WHAT IS NEEDED ▸ Write out the listing in full, matching it word for word.

---- EXCERPTED RECORDS

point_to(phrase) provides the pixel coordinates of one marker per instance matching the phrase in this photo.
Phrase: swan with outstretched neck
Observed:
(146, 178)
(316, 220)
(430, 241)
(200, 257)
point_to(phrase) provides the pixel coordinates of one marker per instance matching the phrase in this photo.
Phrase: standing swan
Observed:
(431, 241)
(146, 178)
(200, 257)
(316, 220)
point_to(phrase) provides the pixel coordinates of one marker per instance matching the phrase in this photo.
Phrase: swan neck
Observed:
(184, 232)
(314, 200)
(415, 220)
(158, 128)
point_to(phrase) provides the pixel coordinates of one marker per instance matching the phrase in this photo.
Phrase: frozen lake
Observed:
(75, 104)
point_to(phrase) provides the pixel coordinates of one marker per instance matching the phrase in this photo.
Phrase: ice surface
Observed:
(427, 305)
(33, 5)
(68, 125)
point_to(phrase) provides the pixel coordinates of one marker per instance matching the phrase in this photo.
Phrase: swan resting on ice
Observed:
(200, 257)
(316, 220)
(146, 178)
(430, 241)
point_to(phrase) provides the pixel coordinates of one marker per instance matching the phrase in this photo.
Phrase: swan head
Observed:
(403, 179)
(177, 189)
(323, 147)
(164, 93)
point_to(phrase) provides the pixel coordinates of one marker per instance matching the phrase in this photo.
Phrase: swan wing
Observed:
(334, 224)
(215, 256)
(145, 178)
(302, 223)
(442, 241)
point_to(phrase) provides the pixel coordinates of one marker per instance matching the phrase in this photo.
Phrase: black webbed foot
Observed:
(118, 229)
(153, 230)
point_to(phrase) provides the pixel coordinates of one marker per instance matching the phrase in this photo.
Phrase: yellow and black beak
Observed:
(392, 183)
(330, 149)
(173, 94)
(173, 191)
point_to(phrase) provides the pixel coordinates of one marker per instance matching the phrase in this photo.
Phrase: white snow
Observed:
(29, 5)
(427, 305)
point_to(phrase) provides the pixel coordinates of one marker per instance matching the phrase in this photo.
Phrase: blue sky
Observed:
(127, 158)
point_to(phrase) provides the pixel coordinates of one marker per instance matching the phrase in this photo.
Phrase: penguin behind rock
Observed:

--------

RESPONSE BELOW ▸
point_to(phrase) provides the pixel coordinates of one marker per instance matching the phrase in this photo.
Phrase: swan with outstretched neck
Observed:
(146, 178)
(316, 220)
(430, 241)
(200, 257)
point_to(phrase) provides the pixel coordinates of one marker per instance matching the phrase in this photo.
Phrase: standing swan
Observed:
(431, 241)
(146, 178)
(200, 257)
(316, 220)
point_to(phrase) provides the pixel coordinates of one marker per instance matching the phrase in this photo.
Phrase: swan neck
Observed:
(184, 232)
(314, 200)
(415, 220)
(158, 128)
point_to(phrase) provides the pixel coordinates of one marker per instance matching the phrase in this photo.
Phrase: frozen lake
Observed:
(75, 104)
point_to(phrase) provides the pixel coordinates of one marker per instance matching the phrase in this photo.
Phrase: ice surface
Observed:
(427, 305)
(33, 5)
(68, 125)
point_to(phrase) provides the pixel coordinates of one marker per instance matching the phrase in this photo.
Phrase: swan resting on ice
Observed:
(200, 257)
(316, 220)
(146, 178)
(430, 241)
point_to(phrase) provides the pixel coordinates of one marker per instance matching the phrase in this photo.
Phrase: swan head
Observed:
(403, 179)
(177, 189)
(323, 147)
(164, 93)
point_to(phrase) provides the pixel coordinates of one marker per instance matching the phrase in this photo.
Phrase: swan wing
Observed:
(334, 224)
(215, 256)
(145, 178)
(302, 223)
(442, 241)
point_to(phrase) provides the pixel coordinates of one marker per instance matching the phrase in this photo.
Phrase: black webbed foot
Observed:
(118, 229)
(153, 230)
point_to(phrase) provides the pixel coordinates of one marker per instance matching the phrase in this photo.
Phrase: yellow and black beak
Observed:
(392, 183)
(330, 149)
(173, 94)
(173, 191)
point_to(phrase) provides the pixel coordinates of one marker per instance matching the phrase in this photo.
Phrase: white snow
Observed:
(29, 5)
(427, 305)
point_to(phrase) provides the pixel coordinates of one marker per instance matching the phrase in this photo.
Phrase: blue sky
Observed:
(127, 158)
point_to(phrase) provides the pixel coordinates of one marker per instance matching the phrase in this photo.
Phrase: penguin behind rock
Observed:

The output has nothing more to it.